**Consigna escrita 1:** Reproduce sin cambios las líneas de los registros, comenzando en la que contiene "Indicate every instance of the peace" y terminando en la que contiene "Target: peace sign pillow", ambas incluidas.

**Fragmento del texto:**
☆ ☆ ☆ ☆ ☆

Con su retórica envenenada exacerban y manipulan los sentimientos de las personas. Causan en la sociedad divisiones y enconos. Retórica de la guerra, la descalificación y finalmente del dominio: una sociedad abrumada por los problemas cotidianos, incapaz de pensar siquiera la causa de esos problemas se ve lanzada a la lucha fratricida.

En un momento en que nuestro discurso se ha vuelto tan fuertemente polarizado, en un momento en que estamos demasiado dispuestos a echarle la culpa de todo a los que piensan diferentes a nosotros, es importante hacer una pausa y asegurarnos de que estamos hablando entre nosotros de una manera que cure no de una manera que lastime. Estas palabras a la letra, describen nítidamente la realidad mexicana. Y sin embargo, fueron pronunciadas por Barack Obama, como crítica de la situación política en Estados Unidos.

☆ ☆ ☆ ☆ ☆

**Consigna escrita 2:** Según el fragmento, ¿quién pronunció las palabras sobre el discurso polarizado que se citan en él?

Registros sin procesar
☆ ☆ ☆ ☆ ☆

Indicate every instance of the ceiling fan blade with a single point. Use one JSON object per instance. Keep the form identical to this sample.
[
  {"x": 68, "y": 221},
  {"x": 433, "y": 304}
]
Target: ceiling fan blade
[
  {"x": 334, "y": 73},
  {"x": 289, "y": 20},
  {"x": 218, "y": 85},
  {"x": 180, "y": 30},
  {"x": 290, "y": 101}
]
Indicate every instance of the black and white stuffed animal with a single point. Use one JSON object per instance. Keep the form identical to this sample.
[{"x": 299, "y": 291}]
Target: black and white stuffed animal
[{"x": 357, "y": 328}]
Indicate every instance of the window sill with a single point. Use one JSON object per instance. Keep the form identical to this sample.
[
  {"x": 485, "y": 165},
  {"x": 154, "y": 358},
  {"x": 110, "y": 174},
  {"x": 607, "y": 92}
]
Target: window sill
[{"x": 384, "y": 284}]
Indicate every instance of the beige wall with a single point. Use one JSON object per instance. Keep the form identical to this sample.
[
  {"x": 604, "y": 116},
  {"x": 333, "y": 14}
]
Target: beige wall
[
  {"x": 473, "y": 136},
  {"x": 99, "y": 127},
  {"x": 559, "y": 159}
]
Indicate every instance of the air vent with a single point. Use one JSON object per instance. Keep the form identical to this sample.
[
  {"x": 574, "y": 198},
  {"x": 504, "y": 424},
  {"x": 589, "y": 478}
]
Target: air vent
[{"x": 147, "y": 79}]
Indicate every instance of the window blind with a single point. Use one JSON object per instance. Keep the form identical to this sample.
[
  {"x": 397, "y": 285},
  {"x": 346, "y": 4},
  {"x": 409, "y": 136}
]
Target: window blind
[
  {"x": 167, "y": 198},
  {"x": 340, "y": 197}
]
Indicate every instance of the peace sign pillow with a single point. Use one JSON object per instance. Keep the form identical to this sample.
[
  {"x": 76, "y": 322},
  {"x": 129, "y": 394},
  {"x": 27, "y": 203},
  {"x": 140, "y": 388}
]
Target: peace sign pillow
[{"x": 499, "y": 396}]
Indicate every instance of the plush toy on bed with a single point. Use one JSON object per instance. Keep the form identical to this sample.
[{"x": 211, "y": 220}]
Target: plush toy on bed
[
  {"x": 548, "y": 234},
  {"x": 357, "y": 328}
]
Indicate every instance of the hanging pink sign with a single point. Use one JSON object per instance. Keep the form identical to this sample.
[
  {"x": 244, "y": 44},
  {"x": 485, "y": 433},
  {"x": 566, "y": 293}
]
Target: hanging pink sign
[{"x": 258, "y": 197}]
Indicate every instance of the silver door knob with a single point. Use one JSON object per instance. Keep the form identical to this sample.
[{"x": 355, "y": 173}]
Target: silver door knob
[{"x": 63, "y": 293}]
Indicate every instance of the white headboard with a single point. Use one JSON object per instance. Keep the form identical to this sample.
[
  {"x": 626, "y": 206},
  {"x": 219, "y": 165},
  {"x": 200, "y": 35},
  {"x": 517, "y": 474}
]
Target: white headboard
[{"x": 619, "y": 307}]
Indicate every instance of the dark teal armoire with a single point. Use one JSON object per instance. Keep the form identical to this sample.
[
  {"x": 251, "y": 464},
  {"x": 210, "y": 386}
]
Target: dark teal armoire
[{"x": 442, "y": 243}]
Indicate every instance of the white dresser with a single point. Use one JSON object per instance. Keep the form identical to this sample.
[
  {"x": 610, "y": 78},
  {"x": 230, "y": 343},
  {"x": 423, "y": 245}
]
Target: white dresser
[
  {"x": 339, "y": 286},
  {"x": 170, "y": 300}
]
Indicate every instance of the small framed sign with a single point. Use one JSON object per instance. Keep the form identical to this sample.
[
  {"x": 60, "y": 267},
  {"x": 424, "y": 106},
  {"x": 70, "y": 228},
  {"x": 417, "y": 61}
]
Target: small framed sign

☆ ☆ ☆ ☆ ☆

**Respuesta escrita 1:**
Indicate every instance of the peace sign pillow with a single point. Use one JSON object per instance. Keep the form identical to this sample.
[
  {"x": 76, "y": 322},
  {"x": 129, "y": 394},
  {"x": 27, "y": 203},
  {"x": 140, "y": 388}
]
Target: peace sign pillow

**Respuesta escrita 2:** Barack Obama.